__REQUIRED WORK__:
Among the lines of the records, please find those that contain the word "stem" and copy them.
(DATA FOR THE TASK)
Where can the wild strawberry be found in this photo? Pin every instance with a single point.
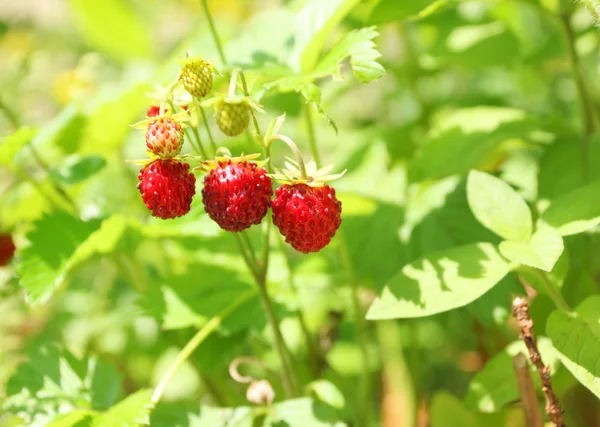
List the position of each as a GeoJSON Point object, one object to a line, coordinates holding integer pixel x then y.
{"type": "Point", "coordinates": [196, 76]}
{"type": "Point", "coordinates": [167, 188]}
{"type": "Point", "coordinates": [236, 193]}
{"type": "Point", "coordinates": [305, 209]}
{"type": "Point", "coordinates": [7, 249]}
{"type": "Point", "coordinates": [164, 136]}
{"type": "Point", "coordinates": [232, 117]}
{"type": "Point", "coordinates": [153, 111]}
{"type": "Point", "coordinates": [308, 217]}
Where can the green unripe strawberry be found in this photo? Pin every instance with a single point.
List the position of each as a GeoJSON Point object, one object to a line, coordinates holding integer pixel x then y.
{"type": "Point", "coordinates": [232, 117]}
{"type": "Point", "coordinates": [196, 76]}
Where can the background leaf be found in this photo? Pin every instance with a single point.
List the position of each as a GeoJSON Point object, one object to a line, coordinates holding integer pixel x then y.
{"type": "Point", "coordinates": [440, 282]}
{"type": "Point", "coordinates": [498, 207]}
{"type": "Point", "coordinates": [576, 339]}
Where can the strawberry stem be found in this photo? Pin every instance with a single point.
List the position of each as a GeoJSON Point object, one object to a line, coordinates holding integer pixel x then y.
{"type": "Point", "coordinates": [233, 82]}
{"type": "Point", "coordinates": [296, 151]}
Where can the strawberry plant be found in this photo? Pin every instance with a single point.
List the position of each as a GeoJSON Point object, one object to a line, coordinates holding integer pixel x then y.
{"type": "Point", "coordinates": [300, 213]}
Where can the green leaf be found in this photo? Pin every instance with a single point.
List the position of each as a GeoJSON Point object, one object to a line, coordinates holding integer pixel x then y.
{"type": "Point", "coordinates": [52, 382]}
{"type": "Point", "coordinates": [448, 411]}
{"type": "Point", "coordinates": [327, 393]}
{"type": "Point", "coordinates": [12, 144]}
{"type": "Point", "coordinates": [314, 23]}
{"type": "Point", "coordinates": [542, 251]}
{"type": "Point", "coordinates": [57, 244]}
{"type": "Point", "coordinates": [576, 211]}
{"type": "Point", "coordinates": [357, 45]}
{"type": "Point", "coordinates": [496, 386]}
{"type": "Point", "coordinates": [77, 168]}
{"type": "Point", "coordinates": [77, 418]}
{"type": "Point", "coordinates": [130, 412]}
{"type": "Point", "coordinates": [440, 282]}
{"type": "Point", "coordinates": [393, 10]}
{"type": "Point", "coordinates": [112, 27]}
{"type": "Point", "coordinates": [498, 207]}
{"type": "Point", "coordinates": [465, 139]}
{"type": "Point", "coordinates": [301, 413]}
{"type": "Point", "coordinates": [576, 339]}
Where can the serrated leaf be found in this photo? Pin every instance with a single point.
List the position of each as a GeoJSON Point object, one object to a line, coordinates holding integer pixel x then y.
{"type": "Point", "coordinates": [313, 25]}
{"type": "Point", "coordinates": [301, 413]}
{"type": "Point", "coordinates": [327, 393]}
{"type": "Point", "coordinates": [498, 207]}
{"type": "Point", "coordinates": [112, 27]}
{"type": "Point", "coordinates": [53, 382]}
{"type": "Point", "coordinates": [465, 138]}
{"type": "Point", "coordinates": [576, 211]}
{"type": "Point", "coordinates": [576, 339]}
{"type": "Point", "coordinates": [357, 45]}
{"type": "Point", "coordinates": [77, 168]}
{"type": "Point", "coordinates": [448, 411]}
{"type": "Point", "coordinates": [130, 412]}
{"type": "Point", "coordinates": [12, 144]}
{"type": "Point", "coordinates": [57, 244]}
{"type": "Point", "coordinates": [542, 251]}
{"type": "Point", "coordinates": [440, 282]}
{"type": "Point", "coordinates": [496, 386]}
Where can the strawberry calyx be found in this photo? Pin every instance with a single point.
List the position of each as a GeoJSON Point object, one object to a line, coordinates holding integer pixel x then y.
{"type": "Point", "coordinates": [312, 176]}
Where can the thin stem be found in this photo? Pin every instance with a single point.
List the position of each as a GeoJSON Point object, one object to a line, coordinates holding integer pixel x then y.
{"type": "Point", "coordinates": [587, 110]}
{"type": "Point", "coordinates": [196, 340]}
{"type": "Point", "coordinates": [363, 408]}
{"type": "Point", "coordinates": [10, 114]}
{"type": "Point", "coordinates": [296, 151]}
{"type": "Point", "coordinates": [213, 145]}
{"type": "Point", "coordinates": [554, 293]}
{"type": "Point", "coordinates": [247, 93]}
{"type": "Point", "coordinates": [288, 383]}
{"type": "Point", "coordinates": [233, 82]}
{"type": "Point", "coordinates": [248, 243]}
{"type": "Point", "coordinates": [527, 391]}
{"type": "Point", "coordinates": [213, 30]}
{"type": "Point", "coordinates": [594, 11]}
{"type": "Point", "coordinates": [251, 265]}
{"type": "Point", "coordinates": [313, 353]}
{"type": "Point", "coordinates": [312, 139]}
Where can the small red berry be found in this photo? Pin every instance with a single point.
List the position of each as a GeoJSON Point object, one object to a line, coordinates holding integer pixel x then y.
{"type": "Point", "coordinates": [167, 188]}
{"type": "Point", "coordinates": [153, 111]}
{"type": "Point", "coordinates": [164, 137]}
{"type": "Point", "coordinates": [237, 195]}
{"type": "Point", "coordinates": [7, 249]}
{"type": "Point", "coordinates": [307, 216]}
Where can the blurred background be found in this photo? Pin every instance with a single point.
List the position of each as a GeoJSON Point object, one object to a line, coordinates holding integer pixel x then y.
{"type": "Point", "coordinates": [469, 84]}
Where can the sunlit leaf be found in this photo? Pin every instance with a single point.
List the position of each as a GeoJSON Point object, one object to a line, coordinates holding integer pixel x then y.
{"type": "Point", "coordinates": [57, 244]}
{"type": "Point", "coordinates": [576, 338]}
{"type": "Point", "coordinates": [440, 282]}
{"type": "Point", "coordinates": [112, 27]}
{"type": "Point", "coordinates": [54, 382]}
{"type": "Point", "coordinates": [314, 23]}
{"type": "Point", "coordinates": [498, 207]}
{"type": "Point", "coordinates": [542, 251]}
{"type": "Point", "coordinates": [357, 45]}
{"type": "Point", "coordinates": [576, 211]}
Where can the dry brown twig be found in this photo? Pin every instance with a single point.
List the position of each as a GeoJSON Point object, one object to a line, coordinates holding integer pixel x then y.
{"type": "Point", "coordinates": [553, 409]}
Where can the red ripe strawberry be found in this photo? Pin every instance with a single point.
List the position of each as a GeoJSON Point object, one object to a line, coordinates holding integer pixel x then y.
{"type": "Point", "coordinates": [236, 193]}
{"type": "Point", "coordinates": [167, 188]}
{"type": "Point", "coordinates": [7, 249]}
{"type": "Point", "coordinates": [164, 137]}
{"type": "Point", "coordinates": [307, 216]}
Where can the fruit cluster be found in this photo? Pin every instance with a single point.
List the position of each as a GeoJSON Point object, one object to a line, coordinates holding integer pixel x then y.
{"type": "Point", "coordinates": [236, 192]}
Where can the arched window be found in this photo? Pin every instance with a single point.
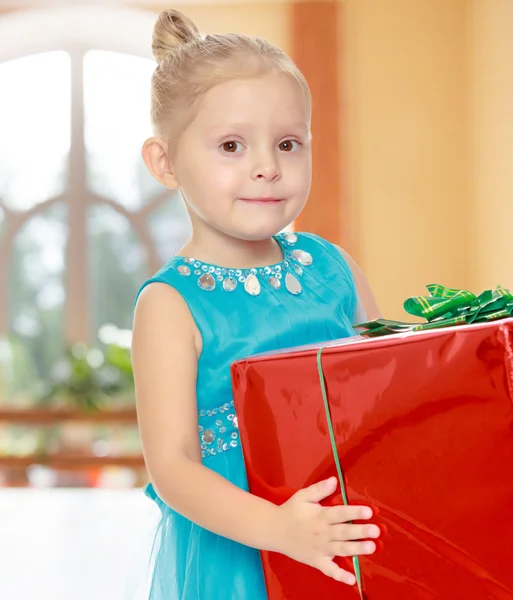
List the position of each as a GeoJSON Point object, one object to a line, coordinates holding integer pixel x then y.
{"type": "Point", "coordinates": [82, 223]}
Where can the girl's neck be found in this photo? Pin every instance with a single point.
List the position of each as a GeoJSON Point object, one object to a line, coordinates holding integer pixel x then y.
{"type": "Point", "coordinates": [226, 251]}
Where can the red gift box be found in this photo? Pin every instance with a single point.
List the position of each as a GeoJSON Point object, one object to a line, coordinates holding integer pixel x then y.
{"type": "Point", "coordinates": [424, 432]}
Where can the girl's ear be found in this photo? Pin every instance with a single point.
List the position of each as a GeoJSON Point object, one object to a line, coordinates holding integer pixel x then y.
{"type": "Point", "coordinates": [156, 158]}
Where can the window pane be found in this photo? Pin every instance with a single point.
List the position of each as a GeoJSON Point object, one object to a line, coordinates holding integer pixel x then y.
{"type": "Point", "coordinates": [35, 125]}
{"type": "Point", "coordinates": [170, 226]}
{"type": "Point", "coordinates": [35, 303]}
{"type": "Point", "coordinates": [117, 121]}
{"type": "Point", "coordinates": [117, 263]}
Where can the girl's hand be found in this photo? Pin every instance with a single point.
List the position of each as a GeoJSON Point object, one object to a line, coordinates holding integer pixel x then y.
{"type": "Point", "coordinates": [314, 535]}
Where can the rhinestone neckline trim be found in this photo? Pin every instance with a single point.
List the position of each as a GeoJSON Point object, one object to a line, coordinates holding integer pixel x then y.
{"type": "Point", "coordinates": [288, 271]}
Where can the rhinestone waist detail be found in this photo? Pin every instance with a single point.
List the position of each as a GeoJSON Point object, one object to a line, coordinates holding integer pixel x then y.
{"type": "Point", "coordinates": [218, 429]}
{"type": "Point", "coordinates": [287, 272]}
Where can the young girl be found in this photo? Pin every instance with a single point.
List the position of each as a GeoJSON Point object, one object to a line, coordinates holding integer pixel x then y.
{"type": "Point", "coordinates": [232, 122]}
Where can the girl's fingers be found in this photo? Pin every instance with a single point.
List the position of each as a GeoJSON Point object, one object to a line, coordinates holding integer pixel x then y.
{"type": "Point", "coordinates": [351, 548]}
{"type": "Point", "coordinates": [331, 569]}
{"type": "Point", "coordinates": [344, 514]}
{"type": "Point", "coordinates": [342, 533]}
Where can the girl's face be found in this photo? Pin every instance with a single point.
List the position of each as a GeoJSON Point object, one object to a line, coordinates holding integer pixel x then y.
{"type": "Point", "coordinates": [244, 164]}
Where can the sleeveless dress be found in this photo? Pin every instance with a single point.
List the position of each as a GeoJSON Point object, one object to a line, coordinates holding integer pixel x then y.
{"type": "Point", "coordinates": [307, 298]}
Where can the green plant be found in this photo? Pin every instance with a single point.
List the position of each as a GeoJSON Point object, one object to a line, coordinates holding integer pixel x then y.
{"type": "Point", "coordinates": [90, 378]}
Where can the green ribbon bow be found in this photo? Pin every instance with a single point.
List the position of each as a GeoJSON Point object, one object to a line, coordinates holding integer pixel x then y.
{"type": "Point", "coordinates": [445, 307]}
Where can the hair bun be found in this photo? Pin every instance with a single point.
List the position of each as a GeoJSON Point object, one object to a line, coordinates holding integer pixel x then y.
(End DATA FOR THE TASK)
__SOLUTION FOR THIS EXERCISE__:
Where can the strawberry stem be found in this photo? Pin every instance with a single point.
Where can the thin stem be found in this photo? Pin every instance with a single point.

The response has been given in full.